• **Dataset records**

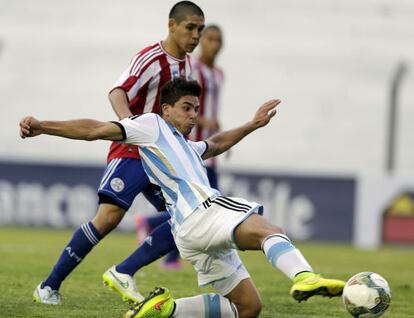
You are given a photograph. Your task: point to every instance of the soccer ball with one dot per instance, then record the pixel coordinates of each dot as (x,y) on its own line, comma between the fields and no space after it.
(366,294)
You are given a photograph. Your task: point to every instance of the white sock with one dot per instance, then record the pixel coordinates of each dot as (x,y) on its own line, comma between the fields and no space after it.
(284,256)
(207,305)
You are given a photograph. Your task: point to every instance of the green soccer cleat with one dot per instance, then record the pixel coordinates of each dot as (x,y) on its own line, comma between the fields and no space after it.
(158,304)
(123,284)
(308,284)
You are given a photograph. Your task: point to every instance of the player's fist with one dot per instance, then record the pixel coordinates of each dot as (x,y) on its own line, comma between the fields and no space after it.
(265,113)
(29,127)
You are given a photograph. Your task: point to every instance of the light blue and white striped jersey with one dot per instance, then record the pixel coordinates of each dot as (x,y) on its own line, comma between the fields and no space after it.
(172,162)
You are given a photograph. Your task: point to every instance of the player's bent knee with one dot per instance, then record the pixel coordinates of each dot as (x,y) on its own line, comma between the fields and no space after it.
(108,218)
(250,309)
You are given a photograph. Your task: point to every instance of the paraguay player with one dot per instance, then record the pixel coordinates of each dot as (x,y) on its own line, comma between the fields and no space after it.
(136,92)
(207,227)
(210,77)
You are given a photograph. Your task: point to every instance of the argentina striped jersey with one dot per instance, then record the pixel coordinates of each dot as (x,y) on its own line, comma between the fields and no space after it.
(172,162)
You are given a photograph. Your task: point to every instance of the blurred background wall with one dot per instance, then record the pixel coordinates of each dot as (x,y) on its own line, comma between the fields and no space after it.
(331,62)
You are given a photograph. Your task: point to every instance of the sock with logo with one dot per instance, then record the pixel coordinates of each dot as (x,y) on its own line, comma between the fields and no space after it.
(154,221)
(157,244)
(283,255)
(207,305)
(82,242)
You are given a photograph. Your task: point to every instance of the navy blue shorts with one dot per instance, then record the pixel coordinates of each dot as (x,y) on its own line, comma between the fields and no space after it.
(123,180)
(212,177)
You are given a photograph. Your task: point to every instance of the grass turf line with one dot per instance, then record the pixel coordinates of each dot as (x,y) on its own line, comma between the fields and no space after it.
(27,255)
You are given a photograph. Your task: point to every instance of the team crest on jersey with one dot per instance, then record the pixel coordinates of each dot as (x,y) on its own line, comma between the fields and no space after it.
(117,184)
(175,73)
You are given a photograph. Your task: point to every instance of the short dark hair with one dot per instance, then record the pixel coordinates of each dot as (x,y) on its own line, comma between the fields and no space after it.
(173,90)
(183,8)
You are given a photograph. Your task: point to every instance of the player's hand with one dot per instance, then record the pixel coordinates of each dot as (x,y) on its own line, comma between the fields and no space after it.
(265,113)
(29,127)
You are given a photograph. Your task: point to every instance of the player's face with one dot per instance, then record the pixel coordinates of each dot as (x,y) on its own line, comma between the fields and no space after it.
(183,115)
(188,32)
(211,42)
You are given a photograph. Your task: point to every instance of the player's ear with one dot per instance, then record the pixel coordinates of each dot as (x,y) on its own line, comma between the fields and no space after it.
(165,109)
(172,24)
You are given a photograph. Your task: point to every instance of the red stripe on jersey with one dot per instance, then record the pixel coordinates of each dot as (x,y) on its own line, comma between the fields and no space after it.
(165,76)
(138,102)
(127,85)
(202,100)
(142,55)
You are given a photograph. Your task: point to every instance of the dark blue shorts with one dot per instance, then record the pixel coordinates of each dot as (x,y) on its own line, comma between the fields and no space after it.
(123,180)
(212,177)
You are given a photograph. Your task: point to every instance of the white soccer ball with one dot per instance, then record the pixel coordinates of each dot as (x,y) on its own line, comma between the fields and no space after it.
(366,294)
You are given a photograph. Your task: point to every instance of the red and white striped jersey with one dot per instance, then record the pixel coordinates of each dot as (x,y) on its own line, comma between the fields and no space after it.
(142,81)
(211,81)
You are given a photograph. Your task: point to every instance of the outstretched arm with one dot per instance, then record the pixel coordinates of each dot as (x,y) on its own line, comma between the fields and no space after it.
(222,141)
(83,129)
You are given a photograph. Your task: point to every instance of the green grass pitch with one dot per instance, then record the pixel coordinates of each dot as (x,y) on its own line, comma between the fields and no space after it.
(26,257)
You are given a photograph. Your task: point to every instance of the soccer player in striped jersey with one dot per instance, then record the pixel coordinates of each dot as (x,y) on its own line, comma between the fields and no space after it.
(210,77)
(207,227)
(136,92)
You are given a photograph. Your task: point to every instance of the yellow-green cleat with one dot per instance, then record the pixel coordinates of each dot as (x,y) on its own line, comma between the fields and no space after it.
(158,304)
(308,284)
(122,284)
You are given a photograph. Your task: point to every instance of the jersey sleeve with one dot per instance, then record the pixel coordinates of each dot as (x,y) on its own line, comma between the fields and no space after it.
(137,74)
(199,146)
(140,130)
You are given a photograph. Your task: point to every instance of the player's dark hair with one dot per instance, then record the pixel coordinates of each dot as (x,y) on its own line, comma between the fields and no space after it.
(173,90)
(184,8)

• **Task brief**
Swap "photograph" for "image" throughout the material above and give it again with nothing else changed. Leave the pictures out.

• **Right answer**
You are given a image. Your task: point to every instance of the soccer ball with one dot per instance, then record the pixel coordinates of each dot as (x,y) on its own line, comma between the fields and no space after it.
(366,294)
You are given a image. Your task: point to every instance of the white sock with one dot per instance, then record the pixel coordinates of each dot as (x,y) on its own line, comma between the fields and no space after it.
(284,256)
(207,305)
You are given a image. Your task: point to every instance of the green soccer cleat with one dot per instance, then record the pixel coordinates of each dot as (x,y) on its own line, comma between the fields and no space after it.
(158,304)
(123,284)
(308,284)
You are given a image. Your task: point to every instance of the player's fist with one dot per instance, then record the pixel coordinates of each dot as (x,y) on its own line, comma between the fields and no space after it.
(265,113)
(29,127)
You are given a image. Your task: point to every instance of the light blue and white striped jersey with one dot per instance, then record the pixel coordinates of each dot as (x,y) on its own line, comma between the fields and no space after it.
(172,162)
You are given a image. Your task: point to every instance of the player's bent knee with one dot per instance, then record the pixel coordinates of each dot as (x,y) on its own line, comma between the fields and no space after it.
(108,218)
(250,309)
You are given a image. Your task: point to every instance of the paraguay player with one dot per instance, then record the pixel coordinates of each dot as (x,y) on its own line, comma between the fields and no space after it.
(136,92)
(207,227)
(210,77)
You are given a image. Your task: point to every instance of the argentina striped jersey with one dot per instance, then record the pixel coordinates of each dot as (x,y) on its own line, comma between the fields and no space after it.
(172,162)
You are given a image. Your task: point to every instance of the blurred background wall with one dot per instance, then record the pixel coordinates of each dot as (x,y) on its own line, comma between the fields and no space after it.
(331,62)
You are given a image. Your task: point to every instance of the sock with logo with one dot per instance, then record the pixel coordinates of each dot as (x,y) on its own line, comma between the fields and no space after it.
(154,221)
(157,244)
(283,255)
(207,305)
(82,242)
You are given a image. Your task: point to every instance of the navy blue shorts with one dot per instance, then record the pixel coordinates of each dot as (x,y) on its own line, comma between the fields and no space after it.
(123,180)
(212,177)
You are given a image. Your task: point to every instance of the grass turf line with one dot per instance, then record the pixel coordinates of each dot as (x,y) on its own line, comma between the fields and no space after it.
(27,255)
You are given a image. Your task: point to every instance of the team crest on jersey with one dot per instance, then record the pixel coordinates of each dot as (x,y) on its own line, comma between the fields and no space after it.
(117,184)
(175,73)
You are given a image. Your task: point to every instance of the short dark hair with one dot per instance, then record the pixel coordinates of each dot as (x,y) on its own line, comma between the fields and no space after it.
(173,90)
(183,8)
You are given a image. Your task: point to every instance of the player's hand with one dot per instance, then record the pixel coordinates of each dot as (x,y) on its own line, comma between the fields and no space after it.
(265,113)
(29,127)
You are given a image. Your task: point to every instance of the player's face with one dot per instance, then record the pixel coordinates of each dot as (x,y) on its own line, comma between the fields and no space after it.
(183,115)
(188,32)
(211,42)
You are given a image. Your task: point to every instance of the player's ear with one dot per instance, then record the pixel coordinates of each dot as (x,y) on its own line, comma between the fields and no space after it.
(165,109)
(172,24)
You are given a image. Your task: point to every instance of the red stripe on jersey with one dot per instance, then record the pixel coordinates of each dot as (x,y) on its own line, comma between the fields and no space after it.
(165,76)
(138,102)
(127,85)
(202,100)
(142,55)
You are given a image. Your task: point to every instance of the dark blue shorts with one dot per instance, then record the pixel coordinates of each dot as (x,y) on its own line, comma between the fields and no space after it.
(123,180)
(212,177)
You are given a image. Your task: point to every instance of the white soccer ball with one dot per instance, then record the pixel coordinates of each dot as (x,y) on its own line, comma between the fields and no space after it.
(366,294)
You are given a image. Your task: point to every instance of the red and white striped jersey with one dot per instance, then record the pixel coordinates of each dot as (x,y) on its own line, comma between the fields and no space after it.
(142,81)
(211,81)
You are given a image. Your task: point to every instance of the outstretched arm with one dot per instance, then record the pixel coordinates of each dot as (x,y) on its own line, comma between the fields and no space after it.
(222,141)
(83,129)
You are given a image. Your task: point to every instance of the green grass pitch with one dot per instance, then record the pixel coordinates of each dot as (x,y) on its own line, comma between the fields and no space after it.
(26,257)
You are given a image. Your task: point to every instance of the soccer player in striped jersey with one dot per instance, then record the pixel coordinates of each dot as (x,y) on its own line, comma between the fields and no space after it.
(210,77)
(207,227)
(136,92)
You are given a image. Your task: point to every instance of the yellow-green cleat with one dot per instance, then record the pixel coordinates of each dot as (x,y) on its own line, comma between the fields and no space after it.
(158,304)
(308,284)
(122,284)
You are given a image. Your task: point to every instance of the jersey sleeve with one dot per instance, then record the pixel coordinates of each dot as (x,y) on its own line, comma between the fields and no space after it.
(137,74)
(199,146)
(140,130)
You are given a image. Your task: point to every instance of the player's dark hair with one dot per instance, then record the pixel coordinates of each dot as (x,y) on its own line, comma between the fields and no space after it.
(173,90)
(184,8)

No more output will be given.